• [Source excerpt]:
━━━━━━

ReSCALE

Symmetric cryptography is finding new uses because of the emergence of novel and more complex (e.g. distributed) computing environments.

These are based on sophisticated zero-knowledge and Multi-Party Computation (MPC) protocols, and they aim to provide strong security guarantees of types that were unthinkable before. In particular, they make it theoretically possible to prove that a computation was done as claimed by those performing it \emph{without} revealing its inputs or outputs. This would make it possible e.g. for e-governance algorithms to prove that they are run honestly; and overall would increase the trust we can have in various automated processes.

━━━━━━

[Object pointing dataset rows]

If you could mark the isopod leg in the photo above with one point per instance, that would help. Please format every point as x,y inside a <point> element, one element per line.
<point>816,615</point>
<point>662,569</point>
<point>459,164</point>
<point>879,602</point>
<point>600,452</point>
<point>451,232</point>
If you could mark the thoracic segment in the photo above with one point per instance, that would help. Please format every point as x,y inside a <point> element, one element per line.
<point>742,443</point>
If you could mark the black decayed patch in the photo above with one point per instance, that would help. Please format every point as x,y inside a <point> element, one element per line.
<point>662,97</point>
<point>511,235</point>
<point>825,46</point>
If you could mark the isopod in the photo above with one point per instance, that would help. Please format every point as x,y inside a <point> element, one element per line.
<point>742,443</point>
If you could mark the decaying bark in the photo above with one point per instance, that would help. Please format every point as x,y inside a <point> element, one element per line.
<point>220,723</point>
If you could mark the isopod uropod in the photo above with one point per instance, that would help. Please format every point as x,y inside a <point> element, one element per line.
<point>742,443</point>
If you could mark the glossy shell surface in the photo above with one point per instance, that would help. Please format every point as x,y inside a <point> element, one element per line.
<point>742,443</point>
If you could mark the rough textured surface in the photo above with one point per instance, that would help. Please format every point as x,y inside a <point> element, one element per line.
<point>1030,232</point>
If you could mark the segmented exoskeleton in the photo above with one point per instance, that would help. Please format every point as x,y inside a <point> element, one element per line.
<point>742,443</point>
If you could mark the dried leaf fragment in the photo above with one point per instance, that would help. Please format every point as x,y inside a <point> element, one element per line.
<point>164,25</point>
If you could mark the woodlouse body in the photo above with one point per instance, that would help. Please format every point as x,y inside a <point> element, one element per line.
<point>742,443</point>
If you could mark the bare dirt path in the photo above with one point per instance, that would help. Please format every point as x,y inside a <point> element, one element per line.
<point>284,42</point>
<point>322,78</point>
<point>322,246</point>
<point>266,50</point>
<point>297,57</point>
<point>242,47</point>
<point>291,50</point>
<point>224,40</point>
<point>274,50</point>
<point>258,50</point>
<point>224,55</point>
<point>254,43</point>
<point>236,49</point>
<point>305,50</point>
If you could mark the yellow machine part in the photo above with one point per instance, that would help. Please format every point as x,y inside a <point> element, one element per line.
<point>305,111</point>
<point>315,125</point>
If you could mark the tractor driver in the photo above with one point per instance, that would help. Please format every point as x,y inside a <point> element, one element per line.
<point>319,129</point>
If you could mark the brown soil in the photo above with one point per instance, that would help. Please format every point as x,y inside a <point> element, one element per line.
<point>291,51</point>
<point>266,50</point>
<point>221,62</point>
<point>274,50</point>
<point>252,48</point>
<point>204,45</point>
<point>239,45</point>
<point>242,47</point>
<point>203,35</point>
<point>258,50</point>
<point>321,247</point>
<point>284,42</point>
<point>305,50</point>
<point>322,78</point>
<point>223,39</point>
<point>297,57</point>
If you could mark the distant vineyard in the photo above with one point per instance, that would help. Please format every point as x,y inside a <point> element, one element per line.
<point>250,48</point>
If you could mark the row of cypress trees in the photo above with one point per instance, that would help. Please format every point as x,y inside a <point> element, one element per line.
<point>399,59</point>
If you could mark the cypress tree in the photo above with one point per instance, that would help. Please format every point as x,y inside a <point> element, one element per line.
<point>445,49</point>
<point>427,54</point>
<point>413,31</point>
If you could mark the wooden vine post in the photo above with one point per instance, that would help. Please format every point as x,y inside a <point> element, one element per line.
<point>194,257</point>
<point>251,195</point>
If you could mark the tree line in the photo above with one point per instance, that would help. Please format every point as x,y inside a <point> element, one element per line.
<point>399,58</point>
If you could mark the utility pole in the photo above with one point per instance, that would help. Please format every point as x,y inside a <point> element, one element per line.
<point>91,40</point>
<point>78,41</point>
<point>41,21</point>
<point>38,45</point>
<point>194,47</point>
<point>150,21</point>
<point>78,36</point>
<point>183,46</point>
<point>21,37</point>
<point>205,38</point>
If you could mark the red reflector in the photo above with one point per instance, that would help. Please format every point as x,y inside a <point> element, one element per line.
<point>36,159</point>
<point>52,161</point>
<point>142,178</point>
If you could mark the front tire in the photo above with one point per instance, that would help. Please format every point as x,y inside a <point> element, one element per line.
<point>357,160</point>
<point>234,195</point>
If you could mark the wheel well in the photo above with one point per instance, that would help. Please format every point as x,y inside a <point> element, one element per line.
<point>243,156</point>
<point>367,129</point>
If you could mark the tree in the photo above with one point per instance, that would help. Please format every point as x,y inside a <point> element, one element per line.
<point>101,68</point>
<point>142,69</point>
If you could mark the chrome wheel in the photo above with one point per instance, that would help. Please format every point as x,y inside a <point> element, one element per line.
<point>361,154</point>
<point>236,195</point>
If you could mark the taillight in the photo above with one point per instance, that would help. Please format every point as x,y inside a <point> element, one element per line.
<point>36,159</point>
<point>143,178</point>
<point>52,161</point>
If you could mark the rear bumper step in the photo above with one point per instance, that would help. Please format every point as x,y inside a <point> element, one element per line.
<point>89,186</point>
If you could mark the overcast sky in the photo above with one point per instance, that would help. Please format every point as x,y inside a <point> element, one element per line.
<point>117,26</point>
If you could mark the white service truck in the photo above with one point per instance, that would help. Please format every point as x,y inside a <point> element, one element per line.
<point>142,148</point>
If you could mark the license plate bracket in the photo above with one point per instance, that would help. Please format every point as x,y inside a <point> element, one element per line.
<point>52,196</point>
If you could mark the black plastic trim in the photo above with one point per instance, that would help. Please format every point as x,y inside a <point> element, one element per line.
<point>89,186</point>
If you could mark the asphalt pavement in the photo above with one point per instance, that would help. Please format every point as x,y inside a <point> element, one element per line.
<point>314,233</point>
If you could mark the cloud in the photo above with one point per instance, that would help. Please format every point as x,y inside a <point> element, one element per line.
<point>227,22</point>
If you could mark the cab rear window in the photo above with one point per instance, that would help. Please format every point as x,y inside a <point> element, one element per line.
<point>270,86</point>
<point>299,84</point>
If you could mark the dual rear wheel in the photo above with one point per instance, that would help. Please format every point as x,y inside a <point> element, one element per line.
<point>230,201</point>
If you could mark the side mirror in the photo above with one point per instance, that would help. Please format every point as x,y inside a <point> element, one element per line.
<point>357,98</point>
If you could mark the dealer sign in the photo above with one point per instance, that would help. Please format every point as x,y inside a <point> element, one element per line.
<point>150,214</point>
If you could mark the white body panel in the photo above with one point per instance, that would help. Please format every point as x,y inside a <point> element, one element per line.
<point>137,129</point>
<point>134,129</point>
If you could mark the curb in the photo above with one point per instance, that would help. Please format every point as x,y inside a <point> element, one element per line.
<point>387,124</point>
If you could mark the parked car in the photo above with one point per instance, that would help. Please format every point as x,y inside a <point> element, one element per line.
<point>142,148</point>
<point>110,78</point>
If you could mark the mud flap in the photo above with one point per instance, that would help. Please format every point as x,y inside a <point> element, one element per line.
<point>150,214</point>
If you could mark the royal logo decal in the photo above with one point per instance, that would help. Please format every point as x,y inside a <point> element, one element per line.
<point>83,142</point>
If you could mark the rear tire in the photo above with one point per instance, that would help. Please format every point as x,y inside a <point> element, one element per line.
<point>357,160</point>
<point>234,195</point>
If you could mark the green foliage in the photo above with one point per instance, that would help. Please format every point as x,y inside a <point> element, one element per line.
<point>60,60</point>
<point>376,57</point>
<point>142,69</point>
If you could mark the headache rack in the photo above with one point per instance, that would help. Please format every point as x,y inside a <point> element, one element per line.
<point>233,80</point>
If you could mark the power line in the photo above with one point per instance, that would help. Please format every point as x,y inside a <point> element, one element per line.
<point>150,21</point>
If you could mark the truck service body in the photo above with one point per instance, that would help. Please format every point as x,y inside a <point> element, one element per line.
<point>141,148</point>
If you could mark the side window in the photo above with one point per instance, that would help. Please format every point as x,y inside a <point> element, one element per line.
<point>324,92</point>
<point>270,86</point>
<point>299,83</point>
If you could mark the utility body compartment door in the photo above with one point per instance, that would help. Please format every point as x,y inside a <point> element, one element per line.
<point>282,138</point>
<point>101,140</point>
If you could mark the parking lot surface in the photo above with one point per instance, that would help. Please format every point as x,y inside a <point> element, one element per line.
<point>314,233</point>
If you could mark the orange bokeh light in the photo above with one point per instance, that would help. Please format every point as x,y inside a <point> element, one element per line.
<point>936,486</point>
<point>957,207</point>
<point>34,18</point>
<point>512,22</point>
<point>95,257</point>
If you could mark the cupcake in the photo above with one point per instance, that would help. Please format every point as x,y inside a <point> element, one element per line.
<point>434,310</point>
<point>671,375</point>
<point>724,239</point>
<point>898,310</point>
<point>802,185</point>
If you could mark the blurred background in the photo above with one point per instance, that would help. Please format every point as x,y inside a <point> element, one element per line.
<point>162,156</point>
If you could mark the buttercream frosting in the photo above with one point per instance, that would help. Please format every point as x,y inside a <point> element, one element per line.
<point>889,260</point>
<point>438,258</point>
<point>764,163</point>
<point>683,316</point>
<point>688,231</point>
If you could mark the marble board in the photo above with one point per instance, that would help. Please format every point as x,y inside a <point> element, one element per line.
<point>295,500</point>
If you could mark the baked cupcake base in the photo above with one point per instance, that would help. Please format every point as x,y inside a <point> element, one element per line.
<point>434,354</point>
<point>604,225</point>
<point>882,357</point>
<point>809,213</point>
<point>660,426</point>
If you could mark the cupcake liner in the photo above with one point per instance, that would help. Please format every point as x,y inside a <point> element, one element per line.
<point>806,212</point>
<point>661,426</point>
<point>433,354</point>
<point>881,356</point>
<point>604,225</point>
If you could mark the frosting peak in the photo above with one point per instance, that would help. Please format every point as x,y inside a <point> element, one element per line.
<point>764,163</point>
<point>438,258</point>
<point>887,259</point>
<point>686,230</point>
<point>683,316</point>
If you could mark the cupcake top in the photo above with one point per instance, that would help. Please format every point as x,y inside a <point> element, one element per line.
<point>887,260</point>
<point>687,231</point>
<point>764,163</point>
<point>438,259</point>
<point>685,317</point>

━━━━━━

Translate this sentence from the passage about symmetric cryptography into Spanish: "Symmetric cryptography is finding new uses because of the emergence of novel and more complex (e.g. distributed) computing environments." Rely only on the passage about symmetric cryptography.

• [Answer to the task]:
La criptografía simétrica está encontrando nuevos usos debido a la aparición de entornos informáticos novedosos y más complejos (p. ej., distribuidos).